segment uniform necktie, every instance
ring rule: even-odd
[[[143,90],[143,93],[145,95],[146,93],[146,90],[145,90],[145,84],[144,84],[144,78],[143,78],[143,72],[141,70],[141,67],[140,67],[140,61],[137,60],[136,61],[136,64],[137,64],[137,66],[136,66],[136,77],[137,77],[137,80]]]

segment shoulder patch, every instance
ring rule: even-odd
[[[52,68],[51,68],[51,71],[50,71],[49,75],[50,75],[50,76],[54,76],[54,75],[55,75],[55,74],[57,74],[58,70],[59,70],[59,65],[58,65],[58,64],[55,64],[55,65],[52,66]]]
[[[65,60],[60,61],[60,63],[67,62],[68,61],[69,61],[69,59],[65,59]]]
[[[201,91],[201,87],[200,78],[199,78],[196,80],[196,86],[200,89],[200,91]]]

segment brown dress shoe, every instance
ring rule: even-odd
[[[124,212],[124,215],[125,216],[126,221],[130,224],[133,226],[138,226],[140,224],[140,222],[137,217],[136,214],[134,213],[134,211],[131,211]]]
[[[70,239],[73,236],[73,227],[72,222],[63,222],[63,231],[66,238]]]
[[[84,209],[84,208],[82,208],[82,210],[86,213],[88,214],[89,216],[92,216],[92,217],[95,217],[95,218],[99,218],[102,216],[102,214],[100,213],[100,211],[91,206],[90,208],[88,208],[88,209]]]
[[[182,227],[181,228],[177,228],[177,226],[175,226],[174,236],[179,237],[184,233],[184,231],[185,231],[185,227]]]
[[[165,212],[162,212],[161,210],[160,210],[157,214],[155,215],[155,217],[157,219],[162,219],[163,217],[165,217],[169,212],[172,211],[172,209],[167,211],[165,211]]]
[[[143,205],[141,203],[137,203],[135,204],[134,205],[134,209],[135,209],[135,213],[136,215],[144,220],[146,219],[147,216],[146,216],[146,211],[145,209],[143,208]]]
= = = =
--- DIRECTIONS ---
Copy every item above, changing nothing.

--- TASK RESULT ---
segment uniform necktie, every instance
ring rule: even-odd
[[[143,90],[143,93],[145,95],[146,93],[146,90],[145,90],[145,84],[144,84],[144,78],[143,78],[143,72],[141,70],[141,67],[140,67],[140,61],[137,60],[136,61],[136,64],[137,64],[137,66],[136,66],[136,77],[137,77],[137,80]]]

segment shoulder patch, every instance
ring rule: even-odd
[[[52,68],[51,68],[51,71],[50,71],[49,75],[50,75],[50,76],[54,76],[54,75],[55,75],[55,74],[57,74],[58,70],[59,70],[59,65],[58,65],[58,64],[55,64],[55,65],[52,66]]]
[[[65,60],[60,61],[60,63],[67,62],[68,61],[69,61],[69,59],[65,59]]]
[[[201,91],[201,87],[200,78],[199,78],[196,80],[196,86],[200,89],[200,91]]]

segment brown dress shoe, every instance
ring rule: even-odd
[[[124,212],[124,215],[125,216],[126,221],[130,224],[133,226],[138,226],[140,224],[140,222],[137,217],[136,214],[134,213],[134,211],[131,211]]]
[[[70,239],[73,236],[73,227],[72,222],[63,222],[63,231],[66,238]]]
[[[84,209],[84,208],[82,208],[82,210],[86,213],[88,214],[89,216],[92,216],[92,217],[95,217],[95,218],[99,218],[102,216],[102,214],[100,213],[100,211],[91,206],[90,208],[88,208],[88,209]]]
[[[182,227],[181,228],[177,228],[177,226],[175,226],[174,236],[179,237],[184,233],[184,231],[185,231],[185,227]]]
[[[165,212],[162,212],[161,210],[160,210],[157,214],[155,215],[155,217],[157,219],[162,219],[163,217],[165,217],[169,212],[172,211],[172,209],[167,211],[165,211]]]
[[[143,205],[141,203],[137,203],[135,204],[134,205],[134,209],[135,209],[135,213],[136,215],[144,220],[146,219],[147,216],[146,216],[146,211],[145,209],[143,208]]]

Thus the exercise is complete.